##### Records supplied

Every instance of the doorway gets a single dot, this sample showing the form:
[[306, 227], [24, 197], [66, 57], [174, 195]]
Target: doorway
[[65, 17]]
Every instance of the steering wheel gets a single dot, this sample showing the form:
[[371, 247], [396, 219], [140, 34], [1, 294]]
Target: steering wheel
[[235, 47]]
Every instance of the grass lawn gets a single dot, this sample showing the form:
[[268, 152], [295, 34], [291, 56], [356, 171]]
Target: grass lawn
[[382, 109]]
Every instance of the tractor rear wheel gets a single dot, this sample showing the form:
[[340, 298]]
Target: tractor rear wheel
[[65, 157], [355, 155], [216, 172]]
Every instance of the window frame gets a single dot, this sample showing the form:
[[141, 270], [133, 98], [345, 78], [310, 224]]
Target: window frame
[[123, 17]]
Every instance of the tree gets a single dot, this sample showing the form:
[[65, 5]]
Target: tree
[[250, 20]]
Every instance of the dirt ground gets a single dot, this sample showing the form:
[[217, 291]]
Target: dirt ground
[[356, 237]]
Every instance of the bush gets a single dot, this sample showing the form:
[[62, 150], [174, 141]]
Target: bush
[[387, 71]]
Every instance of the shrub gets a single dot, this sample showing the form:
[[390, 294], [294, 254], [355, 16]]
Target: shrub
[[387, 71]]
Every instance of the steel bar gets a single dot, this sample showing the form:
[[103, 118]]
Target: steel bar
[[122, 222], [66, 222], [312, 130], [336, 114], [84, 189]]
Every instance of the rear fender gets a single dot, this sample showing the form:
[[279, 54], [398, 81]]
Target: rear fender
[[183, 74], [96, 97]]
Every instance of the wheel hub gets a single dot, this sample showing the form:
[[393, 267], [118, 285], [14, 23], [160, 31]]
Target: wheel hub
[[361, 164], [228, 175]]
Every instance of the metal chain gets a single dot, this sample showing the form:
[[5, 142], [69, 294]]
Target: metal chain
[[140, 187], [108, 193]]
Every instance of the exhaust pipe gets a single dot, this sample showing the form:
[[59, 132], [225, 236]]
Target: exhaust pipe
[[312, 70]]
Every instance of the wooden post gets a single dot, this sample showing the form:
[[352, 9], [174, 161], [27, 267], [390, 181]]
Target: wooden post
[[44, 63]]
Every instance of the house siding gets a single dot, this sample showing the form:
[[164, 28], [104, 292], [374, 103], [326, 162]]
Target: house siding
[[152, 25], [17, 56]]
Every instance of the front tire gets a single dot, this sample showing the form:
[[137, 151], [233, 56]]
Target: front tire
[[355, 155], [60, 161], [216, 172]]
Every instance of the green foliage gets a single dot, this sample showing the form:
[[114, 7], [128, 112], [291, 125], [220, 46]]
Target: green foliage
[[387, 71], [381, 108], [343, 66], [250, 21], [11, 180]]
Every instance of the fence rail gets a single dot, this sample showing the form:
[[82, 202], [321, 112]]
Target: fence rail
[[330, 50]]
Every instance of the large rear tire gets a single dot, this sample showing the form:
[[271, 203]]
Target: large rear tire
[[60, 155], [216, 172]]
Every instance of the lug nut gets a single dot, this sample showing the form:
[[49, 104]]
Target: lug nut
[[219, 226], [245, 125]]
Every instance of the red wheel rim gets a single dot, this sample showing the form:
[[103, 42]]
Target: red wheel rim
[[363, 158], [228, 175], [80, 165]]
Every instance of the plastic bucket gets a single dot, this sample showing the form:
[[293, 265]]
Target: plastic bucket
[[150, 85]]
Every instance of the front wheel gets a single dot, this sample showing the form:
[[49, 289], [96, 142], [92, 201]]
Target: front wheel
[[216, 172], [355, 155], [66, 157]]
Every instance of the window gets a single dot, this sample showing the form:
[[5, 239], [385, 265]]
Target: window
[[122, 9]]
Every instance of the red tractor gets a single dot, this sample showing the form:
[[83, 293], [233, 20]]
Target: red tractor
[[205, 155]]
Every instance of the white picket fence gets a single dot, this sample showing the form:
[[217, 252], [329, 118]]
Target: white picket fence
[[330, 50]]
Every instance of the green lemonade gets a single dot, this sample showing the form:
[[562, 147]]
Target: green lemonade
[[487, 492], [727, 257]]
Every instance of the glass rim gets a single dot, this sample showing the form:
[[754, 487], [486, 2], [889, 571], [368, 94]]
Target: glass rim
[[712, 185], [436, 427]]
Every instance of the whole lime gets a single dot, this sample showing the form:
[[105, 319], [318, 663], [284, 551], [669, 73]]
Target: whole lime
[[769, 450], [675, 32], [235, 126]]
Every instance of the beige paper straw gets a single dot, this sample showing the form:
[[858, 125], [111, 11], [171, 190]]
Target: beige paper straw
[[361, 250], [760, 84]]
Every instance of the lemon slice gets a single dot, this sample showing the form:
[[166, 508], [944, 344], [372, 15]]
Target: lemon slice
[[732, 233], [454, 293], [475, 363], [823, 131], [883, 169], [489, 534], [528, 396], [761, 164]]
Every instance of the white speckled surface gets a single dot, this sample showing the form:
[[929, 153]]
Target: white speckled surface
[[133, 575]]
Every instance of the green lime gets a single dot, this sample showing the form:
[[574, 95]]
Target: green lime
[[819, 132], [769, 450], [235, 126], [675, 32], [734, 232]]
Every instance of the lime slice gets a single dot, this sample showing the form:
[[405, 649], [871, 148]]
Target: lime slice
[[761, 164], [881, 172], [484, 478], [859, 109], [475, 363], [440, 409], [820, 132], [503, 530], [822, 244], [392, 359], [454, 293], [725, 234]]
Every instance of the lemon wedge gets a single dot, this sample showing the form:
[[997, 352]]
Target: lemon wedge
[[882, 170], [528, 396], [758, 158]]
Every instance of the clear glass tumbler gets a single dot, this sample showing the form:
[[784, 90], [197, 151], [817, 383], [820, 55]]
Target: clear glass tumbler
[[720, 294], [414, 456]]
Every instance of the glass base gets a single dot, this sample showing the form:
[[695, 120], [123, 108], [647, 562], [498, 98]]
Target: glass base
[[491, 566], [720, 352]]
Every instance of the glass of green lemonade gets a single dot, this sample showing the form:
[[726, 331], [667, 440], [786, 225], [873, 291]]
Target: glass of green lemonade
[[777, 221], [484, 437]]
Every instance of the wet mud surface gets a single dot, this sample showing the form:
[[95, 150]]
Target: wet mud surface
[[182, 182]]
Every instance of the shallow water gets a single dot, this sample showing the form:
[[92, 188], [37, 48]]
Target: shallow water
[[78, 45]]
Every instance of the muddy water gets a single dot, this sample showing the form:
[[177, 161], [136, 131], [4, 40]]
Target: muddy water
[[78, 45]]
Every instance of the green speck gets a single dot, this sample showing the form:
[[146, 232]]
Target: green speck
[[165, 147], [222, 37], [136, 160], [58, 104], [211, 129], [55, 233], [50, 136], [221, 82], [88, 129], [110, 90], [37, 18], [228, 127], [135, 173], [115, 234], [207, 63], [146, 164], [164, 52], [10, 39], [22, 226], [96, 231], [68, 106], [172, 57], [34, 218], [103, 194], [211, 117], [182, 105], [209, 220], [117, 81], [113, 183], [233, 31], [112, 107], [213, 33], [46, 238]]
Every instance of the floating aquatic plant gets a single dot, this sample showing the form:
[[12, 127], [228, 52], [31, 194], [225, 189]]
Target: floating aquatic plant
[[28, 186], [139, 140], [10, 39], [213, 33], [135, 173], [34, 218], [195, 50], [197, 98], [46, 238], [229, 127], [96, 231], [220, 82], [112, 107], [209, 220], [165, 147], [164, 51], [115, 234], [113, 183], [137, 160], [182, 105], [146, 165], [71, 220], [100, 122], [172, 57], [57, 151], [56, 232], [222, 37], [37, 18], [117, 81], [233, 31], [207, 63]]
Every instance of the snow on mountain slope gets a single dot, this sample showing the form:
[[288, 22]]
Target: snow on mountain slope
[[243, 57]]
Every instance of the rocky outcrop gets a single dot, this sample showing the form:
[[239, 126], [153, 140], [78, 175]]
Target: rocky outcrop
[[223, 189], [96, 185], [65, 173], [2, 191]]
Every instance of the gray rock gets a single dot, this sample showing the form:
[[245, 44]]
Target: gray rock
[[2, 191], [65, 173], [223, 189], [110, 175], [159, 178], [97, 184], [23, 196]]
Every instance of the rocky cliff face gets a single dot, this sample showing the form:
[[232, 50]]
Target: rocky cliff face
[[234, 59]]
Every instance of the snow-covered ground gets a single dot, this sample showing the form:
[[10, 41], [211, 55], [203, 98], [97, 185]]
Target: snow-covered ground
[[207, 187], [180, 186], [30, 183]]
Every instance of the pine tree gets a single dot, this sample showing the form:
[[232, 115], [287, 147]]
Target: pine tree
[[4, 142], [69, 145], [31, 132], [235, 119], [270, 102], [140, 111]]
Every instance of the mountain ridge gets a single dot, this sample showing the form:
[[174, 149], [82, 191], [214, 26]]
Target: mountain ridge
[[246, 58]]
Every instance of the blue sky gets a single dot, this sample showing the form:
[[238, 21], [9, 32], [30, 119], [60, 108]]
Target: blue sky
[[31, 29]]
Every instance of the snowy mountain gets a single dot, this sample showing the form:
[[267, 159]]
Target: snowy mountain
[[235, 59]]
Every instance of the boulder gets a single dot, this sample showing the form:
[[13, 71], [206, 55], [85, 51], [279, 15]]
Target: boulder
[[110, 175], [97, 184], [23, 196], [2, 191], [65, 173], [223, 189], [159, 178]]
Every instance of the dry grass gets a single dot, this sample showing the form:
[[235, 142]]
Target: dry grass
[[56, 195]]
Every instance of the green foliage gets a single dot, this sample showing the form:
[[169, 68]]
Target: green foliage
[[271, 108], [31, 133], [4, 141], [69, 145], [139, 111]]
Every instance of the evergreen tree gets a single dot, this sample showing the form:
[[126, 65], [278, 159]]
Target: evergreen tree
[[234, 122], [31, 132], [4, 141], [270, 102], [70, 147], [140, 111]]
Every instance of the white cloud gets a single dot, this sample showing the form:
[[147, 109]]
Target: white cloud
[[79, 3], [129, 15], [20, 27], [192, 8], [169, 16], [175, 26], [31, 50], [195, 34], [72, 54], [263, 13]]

##########

**Problem to work on**
Rewrite the listing starting at the line that contains "Every instance of the white picket" and ending at the line that contains "[[712, 185], [436, 427]]", changing "green lemonade" to "iced tea" and leaving everything else as it is.

**Exercise result**
Every instance of the white picket fence gets a single dot, this sample showing the form:
[[217, 252], [329, 118]]
Target: white picket fence
[[330, 50]]
Every instance of the iced tea gets a single dot, this sample showing the form:
[[562, 147]]
Target: iced tea
[[487, 492], [727, 257]]
Every instance of the glass rim gets a single dot, this sample showing the form:
[[754, 487], [486, 2], [889, 571], [368, 94]]
Target: glass rim
[[712, 185], [436, 427]]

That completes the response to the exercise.